- PROVIDED RECORDS -
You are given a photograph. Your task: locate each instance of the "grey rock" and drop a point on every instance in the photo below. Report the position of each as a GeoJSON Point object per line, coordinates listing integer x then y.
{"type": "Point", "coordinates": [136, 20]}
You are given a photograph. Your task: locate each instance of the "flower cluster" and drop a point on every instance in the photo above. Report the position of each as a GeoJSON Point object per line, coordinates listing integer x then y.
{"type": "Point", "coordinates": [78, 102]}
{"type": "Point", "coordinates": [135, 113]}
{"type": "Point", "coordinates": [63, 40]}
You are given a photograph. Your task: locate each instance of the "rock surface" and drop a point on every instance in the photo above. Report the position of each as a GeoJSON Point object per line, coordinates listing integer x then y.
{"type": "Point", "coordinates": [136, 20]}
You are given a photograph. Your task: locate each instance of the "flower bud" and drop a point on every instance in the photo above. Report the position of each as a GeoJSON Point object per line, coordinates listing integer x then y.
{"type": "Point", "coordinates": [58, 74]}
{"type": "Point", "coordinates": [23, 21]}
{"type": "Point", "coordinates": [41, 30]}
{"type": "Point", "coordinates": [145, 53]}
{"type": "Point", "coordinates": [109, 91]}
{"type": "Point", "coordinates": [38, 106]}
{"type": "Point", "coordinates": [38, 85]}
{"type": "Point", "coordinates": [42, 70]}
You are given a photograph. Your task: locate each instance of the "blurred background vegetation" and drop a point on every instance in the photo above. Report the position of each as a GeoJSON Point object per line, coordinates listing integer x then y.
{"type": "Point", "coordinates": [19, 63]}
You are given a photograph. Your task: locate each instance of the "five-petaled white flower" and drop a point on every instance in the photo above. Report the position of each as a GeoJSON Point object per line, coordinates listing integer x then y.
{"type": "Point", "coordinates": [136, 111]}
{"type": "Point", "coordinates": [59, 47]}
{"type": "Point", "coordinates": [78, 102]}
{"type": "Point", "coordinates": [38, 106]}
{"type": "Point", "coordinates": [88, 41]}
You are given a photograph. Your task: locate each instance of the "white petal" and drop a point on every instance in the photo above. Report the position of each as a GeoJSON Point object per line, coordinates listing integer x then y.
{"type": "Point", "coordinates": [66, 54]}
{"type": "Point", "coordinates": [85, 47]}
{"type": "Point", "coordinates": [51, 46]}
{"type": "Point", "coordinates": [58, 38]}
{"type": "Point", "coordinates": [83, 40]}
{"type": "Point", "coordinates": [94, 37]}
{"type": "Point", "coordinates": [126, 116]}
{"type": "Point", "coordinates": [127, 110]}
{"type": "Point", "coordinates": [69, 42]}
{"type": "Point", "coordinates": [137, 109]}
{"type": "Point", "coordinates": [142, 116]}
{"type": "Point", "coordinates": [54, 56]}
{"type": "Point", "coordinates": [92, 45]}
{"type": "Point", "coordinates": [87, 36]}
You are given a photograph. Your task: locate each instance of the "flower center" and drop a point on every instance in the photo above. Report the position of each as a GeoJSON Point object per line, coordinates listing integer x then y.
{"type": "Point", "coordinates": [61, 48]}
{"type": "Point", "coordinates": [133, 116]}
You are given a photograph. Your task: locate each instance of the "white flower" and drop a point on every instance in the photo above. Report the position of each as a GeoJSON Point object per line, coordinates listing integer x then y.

- WHAT IS EXPECTED -
Collect every line above that contains the string "rock", treating uppercase and lowercase as different.

- RESULT FOR THIS EXERCISE -
You are given a photograph. Your task: locate each instance of the "grey rock" and drop a point on every instance in the photo below. Report the position of each as a GeoJSON Point object per line, coordinates listing integer x then y.
You are given a photograph. Your task: locate each instance of the "rock surface" and drop a point on every instance in the photo above. Report the position of each as a GeoJSON Point object per line, coordinates listing integer x then y.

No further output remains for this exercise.